Top of DATA FOR PROCESSING
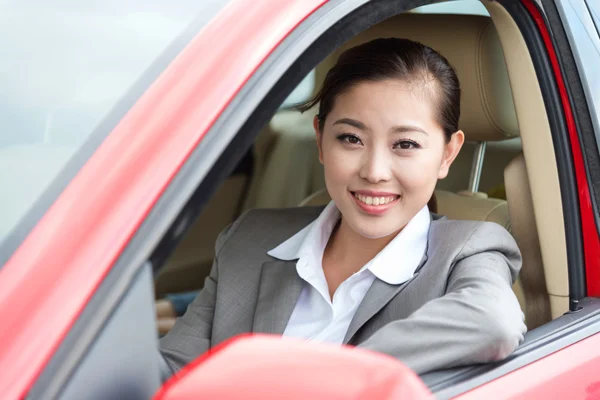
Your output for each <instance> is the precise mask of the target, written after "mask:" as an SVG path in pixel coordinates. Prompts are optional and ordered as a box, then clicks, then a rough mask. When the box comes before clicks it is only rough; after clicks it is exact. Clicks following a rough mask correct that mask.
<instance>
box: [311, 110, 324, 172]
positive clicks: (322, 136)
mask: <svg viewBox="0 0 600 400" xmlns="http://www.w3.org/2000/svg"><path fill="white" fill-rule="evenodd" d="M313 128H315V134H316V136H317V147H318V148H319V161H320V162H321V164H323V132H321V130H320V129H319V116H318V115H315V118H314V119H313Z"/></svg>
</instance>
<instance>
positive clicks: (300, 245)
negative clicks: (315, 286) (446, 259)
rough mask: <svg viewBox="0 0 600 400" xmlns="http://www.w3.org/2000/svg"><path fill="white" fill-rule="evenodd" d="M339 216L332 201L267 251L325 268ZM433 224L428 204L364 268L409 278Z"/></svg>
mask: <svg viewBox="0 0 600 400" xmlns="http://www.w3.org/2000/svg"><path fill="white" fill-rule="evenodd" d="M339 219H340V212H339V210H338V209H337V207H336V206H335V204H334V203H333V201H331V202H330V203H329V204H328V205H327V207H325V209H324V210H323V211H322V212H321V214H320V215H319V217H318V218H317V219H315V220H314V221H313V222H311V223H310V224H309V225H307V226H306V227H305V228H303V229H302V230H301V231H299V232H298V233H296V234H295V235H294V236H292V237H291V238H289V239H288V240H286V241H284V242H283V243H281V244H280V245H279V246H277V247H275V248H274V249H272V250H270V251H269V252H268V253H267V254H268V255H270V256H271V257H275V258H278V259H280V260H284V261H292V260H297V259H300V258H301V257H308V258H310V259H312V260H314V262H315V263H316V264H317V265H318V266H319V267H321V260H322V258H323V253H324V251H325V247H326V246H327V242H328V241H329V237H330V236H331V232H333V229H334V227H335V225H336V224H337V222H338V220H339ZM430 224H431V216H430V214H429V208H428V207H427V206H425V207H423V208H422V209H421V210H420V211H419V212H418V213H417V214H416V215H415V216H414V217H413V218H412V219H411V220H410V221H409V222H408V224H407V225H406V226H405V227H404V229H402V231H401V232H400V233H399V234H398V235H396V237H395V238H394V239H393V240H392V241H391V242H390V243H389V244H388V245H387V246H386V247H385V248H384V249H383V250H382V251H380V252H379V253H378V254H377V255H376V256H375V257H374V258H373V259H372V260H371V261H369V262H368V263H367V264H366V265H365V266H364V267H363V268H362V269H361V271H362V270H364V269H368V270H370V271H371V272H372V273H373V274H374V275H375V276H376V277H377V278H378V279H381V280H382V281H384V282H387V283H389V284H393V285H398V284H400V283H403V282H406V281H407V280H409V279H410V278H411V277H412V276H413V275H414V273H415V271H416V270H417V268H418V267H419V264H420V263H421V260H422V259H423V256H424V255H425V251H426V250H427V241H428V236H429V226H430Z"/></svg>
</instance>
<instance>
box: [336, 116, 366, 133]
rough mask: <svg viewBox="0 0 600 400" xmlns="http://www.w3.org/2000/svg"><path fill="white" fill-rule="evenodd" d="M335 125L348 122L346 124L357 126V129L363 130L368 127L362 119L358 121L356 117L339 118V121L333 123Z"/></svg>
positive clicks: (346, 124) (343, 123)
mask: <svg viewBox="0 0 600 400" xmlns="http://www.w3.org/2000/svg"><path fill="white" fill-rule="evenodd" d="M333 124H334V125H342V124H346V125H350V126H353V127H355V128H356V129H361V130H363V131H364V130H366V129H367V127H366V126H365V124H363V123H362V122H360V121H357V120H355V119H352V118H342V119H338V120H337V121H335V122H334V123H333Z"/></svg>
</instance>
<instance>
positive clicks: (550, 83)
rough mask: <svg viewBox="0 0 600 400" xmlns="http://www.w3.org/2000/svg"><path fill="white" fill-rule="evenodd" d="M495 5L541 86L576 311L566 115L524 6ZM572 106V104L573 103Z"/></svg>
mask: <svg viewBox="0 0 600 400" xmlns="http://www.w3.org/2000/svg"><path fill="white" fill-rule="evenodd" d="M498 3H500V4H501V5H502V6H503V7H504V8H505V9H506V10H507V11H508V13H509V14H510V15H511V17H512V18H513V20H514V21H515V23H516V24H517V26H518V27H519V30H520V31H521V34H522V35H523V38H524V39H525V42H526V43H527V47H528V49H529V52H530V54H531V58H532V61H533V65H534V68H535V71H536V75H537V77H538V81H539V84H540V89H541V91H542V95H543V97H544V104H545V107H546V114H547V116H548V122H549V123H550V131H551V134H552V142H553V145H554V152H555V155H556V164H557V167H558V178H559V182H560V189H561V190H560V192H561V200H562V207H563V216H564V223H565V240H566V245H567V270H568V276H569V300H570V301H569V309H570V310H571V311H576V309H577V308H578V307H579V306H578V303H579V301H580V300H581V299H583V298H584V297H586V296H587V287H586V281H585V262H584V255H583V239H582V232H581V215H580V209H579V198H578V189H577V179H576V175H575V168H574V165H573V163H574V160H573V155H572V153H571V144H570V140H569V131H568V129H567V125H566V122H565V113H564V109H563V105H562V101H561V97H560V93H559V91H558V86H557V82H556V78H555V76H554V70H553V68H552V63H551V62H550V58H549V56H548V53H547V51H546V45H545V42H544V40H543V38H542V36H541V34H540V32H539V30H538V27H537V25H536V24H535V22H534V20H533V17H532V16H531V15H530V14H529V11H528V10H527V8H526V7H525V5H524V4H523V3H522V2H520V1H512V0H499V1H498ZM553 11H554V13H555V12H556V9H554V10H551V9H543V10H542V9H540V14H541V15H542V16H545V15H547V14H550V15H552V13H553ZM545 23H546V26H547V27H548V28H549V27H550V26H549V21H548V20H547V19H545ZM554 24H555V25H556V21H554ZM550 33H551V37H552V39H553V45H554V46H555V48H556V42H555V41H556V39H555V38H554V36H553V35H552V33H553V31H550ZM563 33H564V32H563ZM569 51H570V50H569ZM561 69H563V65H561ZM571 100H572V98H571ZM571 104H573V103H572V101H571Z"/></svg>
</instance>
Bottom of DATA FOR PROCESSING
**AIM OF THE TASK:**
Omit every picture while printing the data word for word.

**SOLUTION:**
Your output for each <instance> is the precise mask of the target, written after "mask:" as an SVG path in pixel coordinates. Prompts are optional and ordered as a box, then clicks, then a rough mask. When the box comes before clicks it is only rough; after clicks it is exact. Clicks following a rough mask correct that mask.
<instance>
box: [311, 110, 324, 172]
positive clicks: (322, 136)
mask: <svg viewBox="0 0 600 400" xmlns="http://www.w3.org/2000/svg"><path fill="white" fill-rule="evenodd" d="M313 128H315V134H316V136H317V147H318V148H319V161H320V162H321V164H323V132H321V130H320V129H319V116H318V115H315V118H314V119H313Z"/></svg>
</instance>
<instance>
positive clicks: (300, 245)
negative clicks: (315, 286) (446, 259)
rough mask: <svg viewBox="0 0 600 400" xmlns="http://www.w3.org/2000/svg"><path fill="white" fill-rule="evenodd" d="M339 216L332 201L267 251L325 268ZM433 224L428 204L364 268L409 278Z"/></svg>
mask: <svg viewBox="0 0 600 400" xmlns="http://www.w3.org/2000/svg"><path fill="white" fill-rule="evenodd" d="M339 219H340V212H339V210H338V209H337V207H336V206H335V204H334V203H333V201H331V202H330V203H329V204H328V205H327V207H325V209H324V210H323V211H322V212H321V214H320V215H319V217H318V218H317V219H315V220H314V221H313V222H311V223H310V224H309V225H307V226H306V227H305V228H303V229H302V230H301V231H299V232H298V233H296V234H295V235H294V236H292V237H291V238H289V239H288V240H286V241H284V242H283V243H281V244H280V245H279V246H277V247H275V248H274V249H272V250H270V251H269V252H268V253H267V254H268V255H270V256H271V257H275V258H278V259H280V260H284V261H292V260H297V259H300V258H301V257H308V258H310V259H312V260H314V262H315V263H316V264H317V265H318V266H319V267H321V260H322V258H323V253H324V251H325V247H326V246H327V242H328V241H329V237H330V236H331V232H333V229H334V227H335V225H336V224H337V222H338V220H339ZM430 224H431V216H430V214H429V208H428V207H427V206H425V207H423V208H422V209H421V210H420V211H419V212H418V213H417V214H416V215H415V216H414V217H413V218H412V219H411V220H410V221H409V222H408V224H407V225H406V226H405V227H404V229H402V231H401V232H400V233H399V234H398V235H396V237H395V238H394V239H393V240H392V241H391V242H390V243H389V244H388V245H387V246H386V247H385V248H384V249H383V250H382V251H380V252H379V253H378V254H377V255H376V256H375V257H374V258H373V259H372V260H371V261H369V262H368V263H367V264H366V265H365V266H364V267H363V268H362V269H361V271H362V270H364V269H368V270H370V271H371V272H372V273H373V274H374V275H375V276H376V277H377V278H378V279H381V280H382V281H384V282H387V283H389V284H393V285H398V284H400V283H403V282H406V281H407V280H409V279H410V278H411V277H412V276H413V275H414V273H415V271H416V270H417V268H418V267H419V264H420V263H421V260H422V259H423V256H424V255H425V251H426V250H427V241H428V236H429V226H430Z"/></svg>
</instance>
<instance>
box: [336, 116, 366, 133]
rough mask: <svg viewBox="0 0 600 400" xmlns="http://www.w3.org/2000/svg"><path fill="white" fill-rule="evenodd" d="M335 125L348 122L346 124L357 126V129L363 130L368 127L362 119L358 121L356 117L339 118V121L333 123Z"/></svg>
positive clicks: (346, 124) (343, 123)
mask: <svg viewBox="0 0 600 400" xmlns="http://www.w3.org/2000/svg"><path fill="white" fill-rule="evenodd" d="M333 124H334V125H342V124H346V125H350V126H353V127H355V128H356V129H361V130H363V131H364V130H366V129H367V127H366V126H365V124H363V123H362V122H360V121H357V120H355V119H352V118H342V119H338V120H337V121H335V122H334V123H333Z"/></svg>
</instance>
<instance>
positive clicks: (550, 83)
rough mask: <svg viewBox="0 0 600 400" xmlns="http://www.w3.org/2000/svg"><path fill="white" fill-rule="evenodd" d="M495 5L541 86L576 311L566 115L524 6ZM572 106V104L573 103Z"/></svg>
mask: <svg viewBox="0 0 600 400" xmlns="http://www.w3.org/2000/svg"><path fill="white" fill-rule="evenodd" d="M498 3H500V4H501V5H502V6H503V7H504V8H505V9H506V10H507V11H508V13H509V14H510V15H511V17H512V18H513V20H514V21H515V23H516V24H517V26H518V27H519V30H520V31H521V34H522V35H523V38H524V39H525V42H526V43H527V47H528V49H529V52H530V54H531V58H532V61H533V65H534V68H535V71H536V75H537V77H538V81H539V84H540V89H541V91H542V95H543V97H544V104H545V107H546V114H547V116H548V122H549V123H550V131H551V134H552V142H553V145H554V152H555V155H556V164H557V167H558V178H559V182H560V189H561V190H560V192H561V200H562V207H563V216H564V223H565V240H566V245H567V270H568V276H569V300H570V301H569V309H570V310H571V311H576V309H577V308H578V307H579V306H578V303H579V301H580V300H581V299H583V298H584V297H586V296H587V287H586V281H585V262H584V255H583V239H582V232H581V215H580V209H579V198H578V189H577V179H576V175H575V168H574V165H573V163H574V160H573V155H572V153H571V144H570V140H569V131H568V129H567V125H566V122H565V113H564V109H563V105H562V101H561V97H560V93H559V91H558V86H557V82H556V78H555V76H554V70H553V68H552V63H551V62H550V58H549V56H548V53H547V51H546V45H545V42H544V40H543V38H542V36H541V34H540V32H539V30H538V27H537V25H536V24H535V22H534V20H533V17H532V16H531V15H530V14H529V11H528V10H527V8H526V7H525V5H524V4H523V3H522V2H520V1H512V0H499V1H498ZM553 11H554V13H555V12H556V9H554V10H551V9H543V10H542V9H540V14H541V15H542V16H545V15H547V14H550V15H552V13H553ZM545 23H546V26H547V27H548V28H549V27H550V26H549V21H548V20H547V19H545ZM554 24H555V25H556V21H554ZM550 33H551V37H552V39H553V45H554V46H555V48H556V42H555V41H556V39H555V38H554V36H553V35H552V33H553V31H550ZM563 33H564V32H563ZM569 51H570V50H569ZM561 69H563V65H561ZM571 100H572V98H571ZM571 104H573V103H572V101H571Z"/></svg>
</instance>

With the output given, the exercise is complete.